WHAT IS NEEDED> Could you copy each line of the entries that contains "suit"?

RECORDS TO PROCESS>

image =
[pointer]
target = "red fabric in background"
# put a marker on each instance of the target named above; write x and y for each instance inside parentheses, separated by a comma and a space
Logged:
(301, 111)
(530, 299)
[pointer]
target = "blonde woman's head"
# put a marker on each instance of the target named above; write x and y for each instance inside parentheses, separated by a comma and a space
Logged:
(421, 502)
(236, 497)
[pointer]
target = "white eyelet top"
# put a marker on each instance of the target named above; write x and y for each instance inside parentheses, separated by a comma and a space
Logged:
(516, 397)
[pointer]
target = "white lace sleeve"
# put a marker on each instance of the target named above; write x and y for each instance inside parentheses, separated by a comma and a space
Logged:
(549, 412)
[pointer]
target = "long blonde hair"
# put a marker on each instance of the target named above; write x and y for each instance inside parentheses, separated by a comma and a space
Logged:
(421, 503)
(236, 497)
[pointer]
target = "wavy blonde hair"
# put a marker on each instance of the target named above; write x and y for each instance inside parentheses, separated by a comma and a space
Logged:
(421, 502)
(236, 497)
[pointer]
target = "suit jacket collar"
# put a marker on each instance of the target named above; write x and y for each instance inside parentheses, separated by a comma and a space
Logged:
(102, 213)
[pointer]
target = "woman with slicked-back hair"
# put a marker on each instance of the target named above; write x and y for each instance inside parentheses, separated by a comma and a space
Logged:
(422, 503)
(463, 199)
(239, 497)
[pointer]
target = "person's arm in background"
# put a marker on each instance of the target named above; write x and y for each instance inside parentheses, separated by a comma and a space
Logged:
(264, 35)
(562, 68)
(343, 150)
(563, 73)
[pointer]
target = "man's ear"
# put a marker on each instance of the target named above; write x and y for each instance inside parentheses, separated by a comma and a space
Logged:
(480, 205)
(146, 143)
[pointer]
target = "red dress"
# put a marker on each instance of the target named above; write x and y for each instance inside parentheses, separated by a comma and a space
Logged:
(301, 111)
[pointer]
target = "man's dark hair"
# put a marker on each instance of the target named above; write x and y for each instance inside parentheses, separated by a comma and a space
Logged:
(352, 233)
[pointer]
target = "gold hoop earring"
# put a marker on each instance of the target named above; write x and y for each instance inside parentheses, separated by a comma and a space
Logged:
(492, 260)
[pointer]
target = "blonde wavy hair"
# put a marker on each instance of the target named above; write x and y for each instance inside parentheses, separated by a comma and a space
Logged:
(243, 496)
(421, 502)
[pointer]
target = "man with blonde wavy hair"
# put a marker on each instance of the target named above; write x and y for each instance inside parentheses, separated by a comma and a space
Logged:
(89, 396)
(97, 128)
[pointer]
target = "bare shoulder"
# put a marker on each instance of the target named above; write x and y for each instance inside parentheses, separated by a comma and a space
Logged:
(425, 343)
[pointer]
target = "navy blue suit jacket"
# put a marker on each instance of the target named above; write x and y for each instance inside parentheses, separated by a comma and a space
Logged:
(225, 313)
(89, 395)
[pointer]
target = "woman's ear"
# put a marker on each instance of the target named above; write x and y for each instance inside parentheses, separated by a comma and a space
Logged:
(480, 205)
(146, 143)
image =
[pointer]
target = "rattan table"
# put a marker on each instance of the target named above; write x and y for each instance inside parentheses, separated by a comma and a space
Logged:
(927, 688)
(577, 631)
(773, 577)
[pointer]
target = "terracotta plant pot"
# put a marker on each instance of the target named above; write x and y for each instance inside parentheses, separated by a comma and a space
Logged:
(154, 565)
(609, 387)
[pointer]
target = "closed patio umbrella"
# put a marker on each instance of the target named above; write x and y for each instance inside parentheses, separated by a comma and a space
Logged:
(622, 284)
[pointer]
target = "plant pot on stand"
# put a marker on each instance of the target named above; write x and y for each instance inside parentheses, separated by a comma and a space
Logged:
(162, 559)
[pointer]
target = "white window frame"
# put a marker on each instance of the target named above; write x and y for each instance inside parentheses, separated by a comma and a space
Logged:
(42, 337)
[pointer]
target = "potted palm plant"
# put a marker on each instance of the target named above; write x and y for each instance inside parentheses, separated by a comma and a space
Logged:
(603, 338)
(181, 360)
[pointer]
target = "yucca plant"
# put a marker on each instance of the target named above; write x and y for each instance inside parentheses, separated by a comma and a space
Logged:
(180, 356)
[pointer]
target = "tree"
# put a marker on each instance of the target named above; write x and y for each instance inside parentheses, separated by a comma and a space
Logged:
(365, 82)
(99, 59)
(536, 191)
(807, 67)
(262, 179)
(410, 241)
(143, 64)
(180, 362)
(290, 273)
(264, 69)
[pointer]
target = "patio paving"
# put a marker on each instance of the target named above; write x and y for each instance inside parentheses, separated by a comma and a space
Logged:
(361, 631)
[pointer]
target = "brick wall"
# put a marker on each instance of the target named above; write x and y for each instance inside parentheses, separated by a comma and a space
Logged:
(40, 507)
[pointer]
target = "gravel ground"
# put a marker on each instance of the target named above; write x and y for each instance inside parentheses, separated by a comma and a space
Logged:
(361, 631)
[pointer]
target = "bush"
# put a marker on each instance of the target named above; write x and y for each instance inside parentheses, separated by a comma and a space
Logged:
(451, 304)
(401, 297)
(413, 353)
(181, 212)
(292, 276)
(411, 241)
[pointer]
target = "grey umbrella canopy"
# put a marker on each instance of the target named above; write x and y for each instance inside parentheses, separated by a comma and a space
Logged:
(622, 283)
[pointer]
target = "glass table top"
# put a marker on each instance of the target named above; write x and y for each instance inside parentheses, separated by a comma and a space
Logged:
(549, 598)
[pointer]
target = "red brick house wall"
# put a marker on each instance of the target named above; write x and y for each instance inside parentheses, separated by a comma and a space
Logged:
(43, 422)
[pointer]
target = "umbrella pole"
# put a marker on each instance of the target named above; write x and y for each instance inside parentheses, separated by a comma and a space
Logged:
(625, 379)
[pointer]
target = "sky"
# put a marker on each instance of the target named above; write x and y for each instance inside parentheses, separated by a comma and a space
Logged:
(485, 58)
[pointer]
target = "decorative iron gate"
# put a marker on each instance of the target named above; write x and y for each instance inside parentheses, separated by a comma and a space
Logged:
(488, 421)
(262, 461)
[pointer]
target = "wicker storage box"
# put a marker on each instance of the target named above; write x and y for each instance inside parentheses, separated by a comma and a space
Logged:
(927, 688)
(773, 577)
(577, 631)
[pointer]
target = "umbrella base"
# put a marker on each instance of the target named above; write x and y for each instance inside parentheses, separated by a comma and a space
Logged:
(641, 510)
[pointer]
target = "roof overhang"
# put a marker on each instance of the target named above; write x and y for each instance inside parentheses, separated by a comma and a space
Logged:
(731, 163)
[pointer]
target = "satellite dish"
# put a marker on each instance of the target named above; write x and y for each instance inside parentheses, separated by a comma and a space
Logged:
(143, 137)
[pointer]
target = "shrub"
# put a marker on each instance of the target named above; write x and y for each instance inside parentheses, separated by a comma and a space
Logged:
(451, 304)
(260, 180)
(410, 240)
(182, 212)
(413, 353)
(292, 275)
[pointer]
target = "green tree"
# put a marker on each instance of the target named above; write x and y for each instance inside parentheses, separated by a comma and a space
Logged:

SOLVED EXERCISE>
target = "suit jacket collar"
target = "navy blue suit jacket"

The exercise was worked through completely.